Quote the passage on Wilson's Niger findings below verbatim, starting with "Wilson said there" and going on through "by the facts.".

[TEXT SEGMENT — start]

Discredited how? Wilson was right, his findings were correct, and virtually nobody including British Intelligence is disputing his conclusions. The Senate report on Wilson was a hatchet job to offset the impact of the initial allegations.

Wilson said there was no evidence justifying an assured conclusion that Iraq had attempted to purchase enriched uranium in Niger. I supported, and continue to support the Iraq war, but like I said, Wilson's findings have been vindicated by the facts.


Posted Tuesday, Oct 25 2005 09:00 AM

Discredited by a bipartisan Senate committee looking into the matter.

The panel found that Wilson's report, rather than debunking intelligence about purported uranium sales to Iraq, as he has said, bolstered the case for most intelligence analysts. And contrary to Wilson's assertions and even the government's previous statements, the CIA did not tell the White House it had qualms about the reliability of the Africa intelligence that made its way into 16 fateful words in President Bush's January 2003 State of the Union address.
Yesterday's report said that whether Iraq sought to buy lightly enriched "yellowcake" uranium from Niger is one of the few bits of prewar intelligence that remains an open question. Much of the rest of the intelligence suggesting a buildup of weapons of mass destruction was unfounded, the report said.
The report turns a harsh spotlight on what Wilson has said about his role in gathering prewar intelligence, most pointedly by asserting that his wife, CIA employee Valerie Plame, recommended him.

Wilson had no evidence supporting his statements, and he lied about his own report. Whether or not facts are better understood now, his actions then discredited him.

Especially because of this:

"Committee staff asked how the former ambassador could have come to the conclusion that the 'dates were wrong and the names were wrong' when he had never seen the CIA reports and had no knowledge of what names and dates were in the reports," the Senate panel said. Wilson told the panel he may have been confused and may have "misspoken" to reporters. The documents—purported sales agreements between Niger and Iraq—were not in U.S. hands until eight months after Wilson made his trip to Niger.


According to the former Niger mining minister, Wilson told his CIA contacts, Iraq tried to buy 400 tons of uranium in 1998.

So, perhaps his official findings in his classified report were correct, but his public statements, intended to cause damage to the administration, were not.

[TEXT SEGMENT — finish]
[DATA RECORDS — start]

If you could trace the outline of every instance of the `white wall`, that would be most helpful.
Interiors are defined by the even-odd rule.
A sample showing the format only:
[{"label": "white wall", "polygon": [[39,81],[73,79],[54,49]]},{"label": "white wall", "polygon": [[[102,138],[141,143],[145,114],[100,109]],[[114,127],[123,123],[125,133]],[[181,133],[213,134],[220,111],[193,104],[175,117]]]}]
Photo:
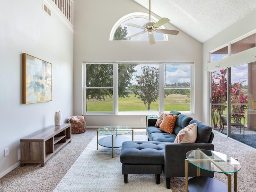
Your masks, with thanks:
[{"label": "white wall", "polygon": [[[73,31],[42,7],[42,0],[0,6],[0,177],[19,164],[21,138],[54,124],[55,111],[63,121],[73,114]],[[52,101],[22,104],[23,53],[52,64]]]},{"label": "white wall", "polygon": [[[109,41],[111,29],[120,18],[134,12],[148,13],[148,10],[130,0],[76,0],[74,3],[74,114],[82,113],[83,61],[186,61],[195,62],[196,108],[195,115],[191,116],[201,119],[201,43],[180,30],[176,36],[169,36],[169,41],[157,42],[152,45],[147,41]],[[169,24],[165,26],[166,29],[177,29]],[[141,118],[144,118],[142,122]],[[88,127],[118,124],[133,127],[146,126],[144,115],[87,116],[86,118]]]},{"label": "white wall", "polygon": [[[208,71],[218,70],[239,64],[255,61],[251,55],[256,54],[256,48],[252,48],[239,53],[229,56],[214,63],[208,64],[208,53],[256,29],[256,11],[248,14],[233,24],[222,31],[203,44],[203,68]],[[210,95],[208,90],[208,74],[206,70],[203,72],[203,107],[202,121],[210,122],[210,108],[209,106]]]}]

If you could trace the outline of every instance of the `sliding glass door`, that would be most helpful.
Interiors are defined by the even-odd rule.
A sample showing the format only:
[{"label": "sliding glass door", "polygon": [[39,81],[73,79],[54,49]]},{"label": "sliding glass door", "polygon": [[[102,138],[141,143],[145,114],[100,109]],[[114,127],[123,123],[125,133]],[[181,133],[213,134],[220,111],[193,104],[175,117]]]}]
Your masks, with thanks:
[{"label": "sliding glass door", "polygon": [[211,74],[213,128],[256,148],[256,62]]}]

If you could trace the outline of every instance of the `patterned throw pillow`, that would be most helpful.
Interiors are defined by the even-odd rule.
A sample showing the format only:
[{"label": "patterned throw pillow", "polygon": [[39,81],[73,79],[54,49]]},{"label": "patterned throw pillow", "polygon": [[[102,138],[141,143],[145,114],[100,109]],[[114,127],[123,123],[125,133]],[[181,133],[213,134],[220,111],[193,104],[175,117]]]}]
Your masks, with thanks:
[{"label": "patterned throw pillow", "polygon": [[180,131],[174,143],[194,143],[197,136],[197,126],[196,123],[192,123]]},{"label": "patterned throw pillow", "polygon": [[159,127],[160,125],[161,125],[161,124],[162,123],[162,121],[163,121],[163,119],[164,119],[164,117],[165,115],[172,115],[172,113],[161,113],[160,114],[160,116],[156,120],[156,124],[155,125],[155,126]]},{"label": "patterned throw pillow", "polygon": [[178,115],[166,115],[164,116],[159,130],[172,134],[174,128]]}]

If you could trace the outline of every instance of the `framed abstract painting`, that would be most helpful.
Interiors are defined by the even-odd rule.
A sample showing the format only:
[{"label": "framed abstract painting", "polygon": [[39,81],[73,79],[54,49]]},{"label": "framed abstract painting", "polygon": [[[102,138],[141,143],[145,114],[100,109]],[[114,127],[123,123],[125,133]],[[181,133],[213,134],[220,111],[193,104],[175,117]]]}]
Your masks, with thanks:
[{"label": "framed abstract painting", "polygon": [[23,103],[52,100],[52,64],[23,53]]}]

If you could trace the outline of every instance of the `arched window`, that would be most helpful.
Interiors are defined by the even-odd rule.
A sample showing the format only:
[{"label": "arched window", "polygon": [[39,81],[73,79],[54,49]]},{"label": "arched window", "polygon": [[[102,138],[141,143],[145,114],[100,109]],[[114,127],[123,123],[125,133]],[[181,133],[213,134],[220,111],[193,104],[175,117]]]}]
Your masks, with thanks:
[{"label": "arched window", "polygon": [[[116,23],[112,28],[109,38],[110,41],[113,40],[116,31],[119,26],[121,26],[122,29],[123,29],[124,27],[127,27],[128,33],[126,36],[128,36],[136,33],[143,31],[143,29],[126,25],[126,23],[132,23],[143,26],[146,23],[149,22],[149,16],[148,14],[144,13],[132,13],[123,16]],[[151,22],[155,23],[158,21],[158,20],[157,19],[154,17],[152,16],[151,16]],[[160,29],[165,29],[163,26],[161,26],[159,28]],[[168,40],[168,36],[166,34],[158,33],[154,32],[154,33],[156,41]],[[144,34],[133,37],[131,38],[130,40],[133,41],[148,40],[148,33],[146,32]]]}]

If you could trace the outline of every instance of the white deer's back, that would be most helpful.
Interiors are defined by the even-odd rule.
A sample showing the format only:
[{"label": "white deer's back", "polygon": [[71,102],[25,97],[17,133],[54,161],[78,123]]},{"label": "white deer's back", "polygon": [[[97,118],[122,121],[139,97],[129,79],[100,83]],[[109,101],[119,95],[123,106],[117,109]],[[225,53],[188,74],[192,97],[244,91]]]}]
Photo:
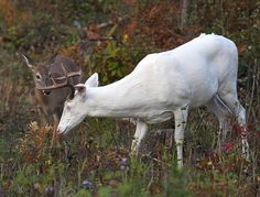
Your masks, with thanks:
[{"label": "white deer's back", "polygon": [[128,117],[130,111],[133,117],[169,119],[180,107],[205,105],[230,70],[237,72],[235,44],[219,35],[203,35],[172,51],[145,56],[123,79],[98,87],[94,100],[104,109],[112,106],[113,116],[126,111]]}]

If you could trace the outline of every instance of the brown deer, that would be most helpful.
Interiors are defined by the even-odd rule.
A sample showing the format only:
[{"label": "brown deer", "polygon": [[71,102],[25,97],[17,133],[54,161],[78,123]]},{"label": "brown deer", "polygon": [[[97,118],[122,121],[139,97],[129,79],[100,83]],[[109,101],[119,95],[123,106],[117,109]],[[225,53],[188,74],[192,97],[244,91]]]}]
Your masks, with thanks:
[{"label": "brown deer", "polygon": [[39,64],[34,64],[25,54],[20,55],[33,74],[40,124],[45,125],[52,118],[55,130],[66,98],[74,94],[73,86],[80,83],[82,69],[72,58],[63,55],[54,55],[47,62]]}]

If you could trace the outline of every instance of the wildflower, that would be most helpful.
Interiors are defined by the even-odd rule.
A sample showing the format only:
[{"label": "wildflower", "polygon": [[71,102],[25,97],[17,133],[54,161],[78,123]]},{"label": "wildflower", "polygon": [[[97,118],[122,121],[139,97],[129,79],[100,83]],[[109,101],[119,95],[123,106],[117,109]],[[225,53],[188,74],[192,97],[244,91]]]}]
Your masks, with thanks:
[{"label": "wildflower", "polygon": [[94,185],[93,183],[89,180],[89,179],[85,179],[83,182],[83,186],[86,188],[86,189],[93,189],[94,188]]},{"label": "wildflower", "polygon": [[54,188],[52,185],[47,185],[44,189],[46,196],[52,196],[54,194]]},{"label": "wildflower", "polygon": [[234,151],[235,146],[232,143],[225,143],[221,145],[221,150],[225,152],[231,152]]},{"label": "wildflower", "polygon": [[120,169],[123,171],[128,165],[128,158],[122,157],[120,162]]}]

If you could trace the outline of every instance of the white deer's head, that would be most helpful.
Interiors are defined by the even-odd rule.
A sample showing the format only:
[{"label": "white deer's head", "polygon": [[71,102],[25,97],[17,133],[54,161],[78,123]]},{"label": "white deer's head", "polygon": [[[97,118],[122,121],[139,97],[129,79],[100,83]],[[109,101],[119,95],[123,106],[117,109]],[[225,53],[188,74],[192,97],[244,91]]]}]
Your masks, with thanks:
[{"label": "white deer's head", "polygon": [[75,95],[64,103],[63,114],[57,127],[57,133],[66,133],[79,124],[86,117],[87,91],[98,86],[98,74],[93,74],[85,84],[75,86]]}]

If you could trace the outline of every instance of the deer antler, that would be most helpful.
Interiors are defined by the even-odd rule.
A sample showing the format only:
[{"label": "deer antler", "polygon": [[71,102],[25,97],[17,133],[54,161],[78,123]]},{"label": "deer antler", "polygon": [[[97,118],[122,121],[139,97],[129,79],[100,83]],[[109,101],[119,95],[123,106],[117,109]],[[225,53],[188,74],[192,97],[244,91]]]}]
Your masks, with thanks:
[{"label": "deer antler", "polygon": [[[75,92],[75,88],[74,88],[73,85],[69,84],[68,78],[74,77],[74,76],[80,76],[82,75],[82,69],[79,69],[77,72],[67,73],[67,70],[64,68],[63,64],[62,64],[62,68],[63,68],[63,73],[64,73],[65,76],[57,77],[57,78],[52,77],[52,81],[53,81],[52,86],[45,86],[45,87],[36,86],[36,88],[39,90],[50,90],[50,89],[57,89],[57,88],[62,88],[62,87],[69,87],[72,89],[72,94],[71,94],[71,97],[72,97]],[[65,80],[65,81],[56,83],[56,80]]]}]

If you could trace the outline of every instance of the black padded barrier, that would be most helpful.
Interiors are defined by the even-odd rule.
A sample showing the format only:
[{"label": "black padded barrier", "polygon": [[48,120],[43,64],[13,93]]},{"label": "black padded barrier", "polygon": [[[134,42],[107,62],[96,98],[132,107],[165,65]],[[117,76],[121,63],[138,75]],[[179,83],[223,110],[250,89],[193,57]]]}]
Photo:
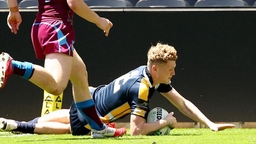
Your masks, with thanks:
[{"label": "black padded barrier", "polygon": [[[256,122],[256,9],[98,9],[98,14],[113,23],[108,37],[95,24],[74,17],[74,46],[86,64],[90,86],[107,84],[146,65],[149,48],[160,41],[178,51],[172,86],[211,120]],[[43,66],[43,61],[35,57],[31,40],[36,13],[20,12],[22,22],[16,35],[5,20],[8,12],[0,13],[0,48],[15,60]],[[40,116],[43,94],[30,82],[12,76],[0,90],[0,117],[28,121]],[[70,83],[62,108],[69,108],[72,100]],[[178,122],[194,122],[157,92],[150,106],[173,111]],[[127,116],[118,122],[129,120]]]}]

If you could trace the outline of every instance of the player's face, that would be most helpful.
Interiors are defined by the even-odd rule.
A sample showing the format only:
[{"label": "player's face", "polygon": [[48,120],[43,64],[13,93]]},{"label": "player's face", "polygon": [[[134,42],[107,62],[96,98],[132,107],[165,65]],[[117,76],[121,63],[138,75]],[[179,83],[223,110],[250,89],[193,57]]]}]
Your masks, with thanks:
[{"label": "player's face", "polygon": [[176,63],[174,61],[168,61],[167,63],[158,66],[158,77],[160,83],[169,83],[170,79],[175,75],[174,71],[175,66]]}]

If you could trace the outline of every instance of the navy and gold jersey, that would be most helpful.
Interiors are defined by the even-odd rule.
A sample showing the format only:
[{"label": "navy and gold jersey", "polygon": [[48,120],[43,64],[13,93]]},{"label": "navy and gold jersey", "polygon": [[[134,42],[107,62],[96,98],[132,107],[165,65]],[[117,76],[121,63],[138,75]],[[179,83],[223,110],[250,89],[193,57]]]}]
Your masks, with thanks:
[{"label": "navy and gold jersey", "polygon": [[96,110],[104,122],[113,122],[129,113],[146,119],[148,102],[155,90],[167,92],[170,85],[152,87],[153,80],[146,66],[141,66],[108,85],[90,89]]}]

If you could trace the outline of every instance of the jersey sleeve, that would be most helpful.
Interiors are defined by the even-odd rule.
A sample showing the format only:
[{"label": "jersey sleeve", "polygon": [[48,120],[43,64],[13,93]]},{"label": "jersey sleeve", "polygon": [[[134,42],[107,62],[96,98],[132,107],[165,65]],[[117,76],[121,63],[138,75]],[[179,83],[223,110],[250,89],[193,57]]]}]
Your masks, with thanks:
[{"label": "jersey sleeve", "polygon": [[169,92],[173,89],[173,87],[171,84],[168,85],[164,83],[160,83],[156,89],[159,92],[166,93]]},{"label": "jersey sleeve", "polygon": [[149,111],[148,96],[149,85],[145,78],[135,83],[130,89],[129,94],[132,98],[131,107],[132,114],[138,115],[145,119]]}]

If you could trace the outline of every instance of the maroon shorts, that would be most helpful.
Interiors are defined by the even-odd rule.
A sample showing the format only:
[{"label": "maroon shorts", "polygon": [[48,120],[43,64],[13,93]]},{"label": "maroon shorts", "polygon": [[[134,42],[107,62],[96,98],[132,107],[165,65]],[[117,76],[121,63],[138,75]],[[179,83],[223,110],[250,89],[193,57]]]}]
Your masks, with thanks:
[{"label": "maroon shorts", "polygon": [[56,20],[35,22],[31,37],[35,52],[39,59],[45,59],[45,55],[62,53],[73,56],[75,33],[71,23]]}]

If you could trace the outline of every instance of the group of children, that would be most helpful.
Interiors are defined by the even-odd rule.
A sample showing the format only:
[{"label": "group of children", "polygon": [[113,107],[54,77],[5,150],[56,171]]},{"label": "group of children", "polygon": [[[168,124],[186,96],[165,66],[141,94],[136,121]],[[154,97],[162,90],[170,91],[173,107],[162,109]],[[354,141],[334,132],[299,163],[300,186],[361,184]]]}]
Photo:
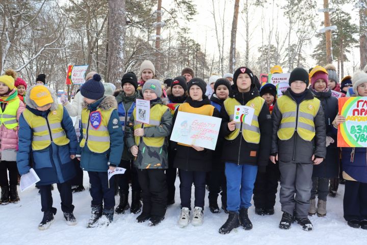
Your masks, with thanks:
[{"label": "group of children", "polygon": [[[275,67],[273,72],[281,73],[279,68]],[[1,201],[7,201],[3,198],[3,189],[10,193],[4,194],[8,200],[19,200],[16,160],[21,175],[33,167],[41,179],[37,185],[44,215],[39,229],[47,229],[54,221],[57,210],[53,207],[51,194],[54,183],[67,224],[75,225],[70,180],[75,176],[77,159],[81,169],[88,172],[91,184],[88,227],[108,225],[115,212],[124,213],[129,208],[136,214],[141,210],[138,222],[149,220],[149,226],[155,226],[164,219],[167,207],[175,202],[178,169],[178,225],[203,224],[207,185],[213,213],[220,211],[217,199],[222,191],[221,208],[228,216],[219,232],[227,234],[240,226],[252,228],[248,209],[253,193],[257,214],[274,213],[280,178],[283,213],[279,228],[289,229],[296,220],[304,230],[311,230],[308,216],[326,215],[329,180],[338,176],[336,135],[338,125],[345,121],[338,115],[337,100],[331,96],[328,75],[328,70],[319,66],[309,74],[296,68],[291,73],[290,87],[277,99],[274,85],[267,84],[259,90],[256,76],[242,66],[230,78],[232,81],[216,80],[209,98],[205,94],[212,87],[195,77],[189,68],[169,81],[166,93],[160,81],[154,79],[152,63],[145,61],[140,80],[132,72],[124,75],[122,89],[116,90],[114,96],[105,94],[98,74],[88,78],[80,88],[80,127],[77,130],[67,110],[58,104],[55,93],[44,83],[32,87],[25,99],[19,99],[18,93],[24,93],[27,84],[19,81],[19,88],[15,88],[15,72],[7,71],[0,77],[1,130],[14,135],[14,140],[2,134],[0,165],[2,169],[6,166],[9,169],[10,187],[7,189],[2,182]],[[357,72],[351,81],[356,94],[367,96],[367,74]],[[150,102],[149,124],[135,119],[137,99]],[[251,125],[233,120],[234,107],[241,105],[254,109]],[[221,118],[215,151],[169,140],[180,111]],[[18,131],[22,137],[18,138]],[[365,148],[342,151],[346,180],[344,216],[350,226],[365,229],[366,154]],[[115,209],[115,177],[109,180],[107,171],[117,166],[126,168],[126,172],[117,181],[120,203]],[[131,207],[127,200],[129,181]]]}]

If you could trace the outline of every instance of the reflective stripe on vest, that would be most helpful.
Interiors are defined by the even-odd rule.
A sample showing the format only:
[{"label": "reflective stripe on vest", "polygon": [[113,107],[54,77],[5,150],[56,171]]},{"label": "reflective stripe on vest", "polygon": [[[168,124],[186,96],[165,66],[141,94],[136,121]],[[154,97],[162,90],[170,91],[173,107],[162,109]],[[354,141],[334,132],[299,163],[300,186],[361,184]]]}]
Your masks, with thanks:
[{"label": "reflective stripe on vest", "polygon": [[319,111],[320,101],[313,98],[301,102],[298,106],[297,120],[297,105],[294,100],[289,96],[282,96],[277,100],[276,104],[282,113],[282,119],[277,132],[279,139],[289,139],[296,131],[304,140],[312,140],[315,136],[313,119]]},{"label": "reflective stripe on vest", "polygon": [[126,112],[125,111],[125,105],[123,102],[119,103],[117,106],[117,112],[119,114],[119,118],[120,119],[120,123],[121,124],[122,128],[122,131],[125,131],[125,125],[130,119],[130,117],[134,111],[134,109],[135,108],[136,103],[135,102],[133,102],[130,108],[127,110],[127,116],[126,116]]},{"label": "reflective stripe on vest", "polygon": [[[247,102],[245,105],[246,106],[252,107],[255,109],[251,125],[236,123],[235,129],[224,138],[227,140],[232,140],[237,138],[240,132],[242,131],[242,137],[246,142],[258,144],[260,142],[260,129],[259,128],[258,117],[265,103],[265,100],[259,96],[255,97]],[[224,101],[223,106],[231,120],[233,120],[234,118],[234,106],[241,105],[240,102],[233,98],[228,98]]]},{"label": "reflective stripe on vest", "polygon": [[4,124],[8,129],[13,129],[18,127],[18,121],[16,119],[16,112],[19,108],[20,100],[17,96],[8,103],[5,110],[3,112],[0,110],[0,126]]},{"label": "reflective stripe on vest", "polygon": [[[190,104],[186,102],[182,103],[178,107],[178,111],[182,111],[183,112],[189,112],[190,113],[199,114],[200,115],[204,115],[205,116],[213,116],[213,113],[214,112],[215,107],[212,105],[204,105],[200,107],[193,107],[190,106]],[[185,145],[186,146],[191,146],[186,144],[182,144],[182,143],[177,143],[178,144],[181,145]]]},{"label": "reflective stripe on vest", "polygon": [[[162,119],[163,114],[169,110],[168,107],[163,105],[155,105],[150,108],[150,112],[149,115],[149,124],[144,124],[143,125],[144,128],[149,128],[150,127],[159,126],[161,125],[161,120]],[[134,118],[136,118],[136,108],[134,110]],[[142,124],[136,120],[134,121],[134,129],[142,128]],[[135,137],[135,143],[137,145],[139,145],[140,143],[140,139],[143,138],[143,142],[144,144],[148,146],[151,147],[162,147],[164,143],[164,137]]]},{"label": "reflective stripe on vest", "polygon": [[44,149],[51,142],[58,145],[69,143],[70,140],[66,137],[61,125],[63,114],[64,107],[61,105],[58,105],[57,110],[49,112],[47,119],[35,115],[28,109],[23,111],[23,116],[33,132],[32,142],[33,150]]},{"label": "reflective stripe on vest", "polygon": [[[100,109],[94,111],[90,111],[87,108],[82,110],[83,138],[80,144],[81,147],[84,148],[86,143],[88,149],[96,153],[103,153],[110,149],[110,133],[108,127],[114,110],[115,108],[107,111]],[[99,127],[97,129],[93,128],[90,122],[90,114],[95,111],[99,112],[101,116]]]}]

[DATA RECORDS — finish]

> EXERCISE SOLUTION
Wilson said there was no evidence justifying an assured conclusion that Iraq had attempted to purchase enriched uranium in Niger. I supported, and continue to support the Iraq war, but like I said, Wilson's findings have been vindicated by the facts.